## EXTRAIT DU TEXTE

Mettons tout de suite les choses au point. NON : Eugène Goostman n'a pas passé avec succès le
fameux test de Turing, le Graal de l'IA classique. Certes, dans son article
fondateur de l'IA, publié en 1950, Turing prédisait que dans les 50 ans, des
machines pourraient être confondues avec un humain dans plus de 30% des cas
lors de conversations de 5 minutes, mais ceci est une mauvaise interprétation
de ce qu'il pensait être son "jeu de l'imitation".
Rappelons-en brièvement le principe : ce test consiste à mettre en confrontation verbale un
interrogateur avec un ordinateur et un humain au travers d'un clavier-écran de
manière à ne pas voir ni entendre celui-qui répond. Si l’homme qui engage les
conversations n’est pas capable de dire lequel de ses interlocuteurs est un
ordinateur, alors on peut considérer que le logiciel de l’ordinateur est doté
des mêmes capacités que l'esprit humain : intelligence, esprit, conscience...
Voyons ce qu'il en est.
Le principal problème consiste dans la durée du test. Même si l'on admet sa
validité, alors celui-ci doit être beaucoup plus long. En outre, si l'on
testait l'orthographe de quelqu'un par une dictée de 5 minutes et qu'il
obtenait comme note 3 sur 10, on ne dirait certainement pas qu'il est bon. Pour
être bon, il faudrait qu'il obtienne régulièrement plus de 8.
C'est la même chose avec le test de Turing. Pour qu'une machine le passe avec succès,
il faudrait qu'on ne puisse pas distinguer ses réponses de l'humain très
régulièrement, c'est à dire dans plus de 80% (au moins) et sur une durée
beaucoup plus longue. En fait, théoriquement, pour affirmer que les deux "systèmes" sont équivalents, il
faudrait un temps infiniment long : A = B si et seulement si T tend vers
l'infini. En d'autres termes, seulement dans cette condition il nous serait strictement impossible de faire la différence.
Le second problème vient de la pertinence du test lui-même. J'ai déjà écrit sur ce sujet et je ne suis pas le seul, car le test de Turing a été au centre des
débats entre l'IA "forte" et l'IA "faible", entre les
fonctionnalistes et les matérialistes depuis 1950.

## CONSIGNE DONNÉE 1
Veuillez relever chaque ligne des entrées où figure le mot "every".
L'extrait et les entrées constituent deux matériaux distincts.

## ENTRÉES FOURNIES
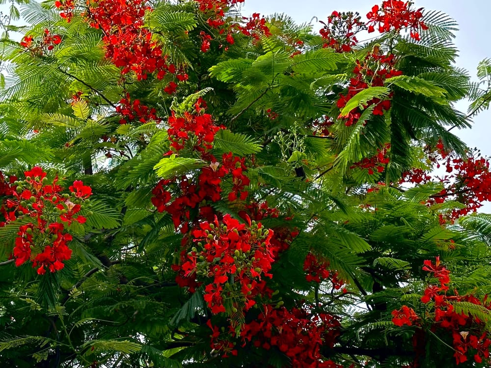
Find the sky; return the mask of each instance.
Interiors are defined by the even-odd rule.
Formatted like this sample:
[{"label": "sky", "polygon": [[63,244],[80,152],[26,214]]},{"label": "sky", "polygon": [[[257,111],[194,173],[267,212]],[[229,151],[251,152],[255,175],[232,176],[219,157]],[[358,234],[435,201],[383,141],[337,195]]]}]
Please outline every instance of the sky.
[{"label": "sky", "polygon": [[[372,6],[381,3],[381,0],[246,0],[243,7],[245,14],[254,12],[268,15],[274,13],[284,13],[299,23],[309,23],[314,17],[325,21],[333,10],[338,11],[357,11],[362,20]],[[459,30],[456,32],[455,43],[460,51],[457,60],[458,66],[468,71],[473,79],[479,62],[486,58],[491,57],[491,27],[490,26],[491,1],[489,0],[467,0],[466,1],[452,0],[413,0],[415,8],[425,8],[427,10],[442,11],[455,19],[459,24]],[[314,22],[314,30],[322,26]],[[467,102],[463,101],[456,105],[459,109],[466,111]],[[471,148],[477,147],[482,155],[491,156],[491,110],[485,111],[476,116],[471,129],[454,130],[458,135]],[[491,206],[489,207],[491,211]]]},{"label": "sky", "polygon": [[[1,2],[0,0],[0,2]],[[268,15],[274,13],[284,13],[299,23],[309,23],[314,17],[319,20],[326,20],[333,10],[358,11],[364,20],[365,15],[376,3],[382,0],[246,0],[242,7],[245,16],[252,13]],[[456,64],[468,71],[474,80],[478,63],[484,58],[491,57],[491,1],[489,0],[413,0],[416,8],[424,7],[427,10],[437,10],[444,12],[455,19],[459,24],[455,43],[460,51]],[[0,11],[8,12],[6,4],[0,5]],[[316,24],[314,29],[322,28]],[[468,103],[458,103],[456,107],[466,111]],[[454,130],[471,148],[477,147],[483,155],[491,157],[491,110],[481,113],[474,118],[471,129]],[[491,204],[487,204],[483,209],[491,213]]]}]

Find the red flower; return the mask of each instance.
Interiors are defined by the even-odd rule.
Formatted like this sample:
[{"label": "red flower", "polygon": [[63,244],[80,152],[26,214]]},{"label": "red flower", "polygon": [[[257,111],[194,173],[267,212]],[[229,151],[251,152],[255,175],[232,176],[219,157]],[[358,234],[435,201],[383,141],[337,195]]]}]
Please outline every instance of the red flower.
[{"label": "red flower", "polygon": [[392,311],[392,323],[399,327],[407,325],[412,326],[413,322],[417,321],[419,317],[412,308],[403,305],[400,310]]},{"label": "red flower", "polygon": [[92,195],[92,188],[87,185],[83,185],[81,180],[76,180],[73,182],[73,185],[68,188],[78,198],[86,199]]}]

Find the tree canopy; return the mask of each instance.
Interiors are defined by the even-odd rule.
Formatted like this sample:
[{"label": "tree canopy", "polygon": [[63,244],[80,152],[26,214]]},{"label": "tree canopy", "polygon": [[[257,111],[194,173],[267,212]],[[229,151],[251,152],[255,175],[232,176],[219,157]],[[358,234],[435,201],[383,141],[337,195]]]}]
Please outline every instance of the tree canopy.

## CONSIGNE DONNÉE 2
Recopiez l'extrait depuis "Rappelons-en brièvement le" jusqu'à "régulièrement plus de 8.", ces deux passages compris.

## RÉPONSE FINALE 1
Please outline every instance of the sky.
Please outline every instance of the red flower.
Please outline every instance of the tree canopy.

## RÉPONSE FINALE 2
Rappelons-en brièvement le principe : ce test consiste à mettre en confrontation verbale un
interrogateur avec un ordinateur et un humain au travers d'un clavier-écran de
manière à ne pas voir ni entendre celui-qui répond. Si l’homme qui engage les
conversations n’est pas capable de dire lequel de ses interlocuteurs est un
ordinateur, alors on peut considérer que le logiciel de l’ordinateur est doté
des mêmes capacités que l'esprit humain : intelligence, esprit, conscience...
Voyons ce qu'il en est.
Le principal problème consiste dans la durée du test. Même si l'on admet sa
validité, alors celui-ci doit être beaucoup plus long. En outre, si l'on
testait l'orthographe de quelqu'un par une dictée de 5 minutes et qu'il
obtenait comme note 3 sur 10, on ne dirait certainement pas qu'il est bon. Pour
être bon, il faudrait qu'il obtienne régulièrement plus de 8.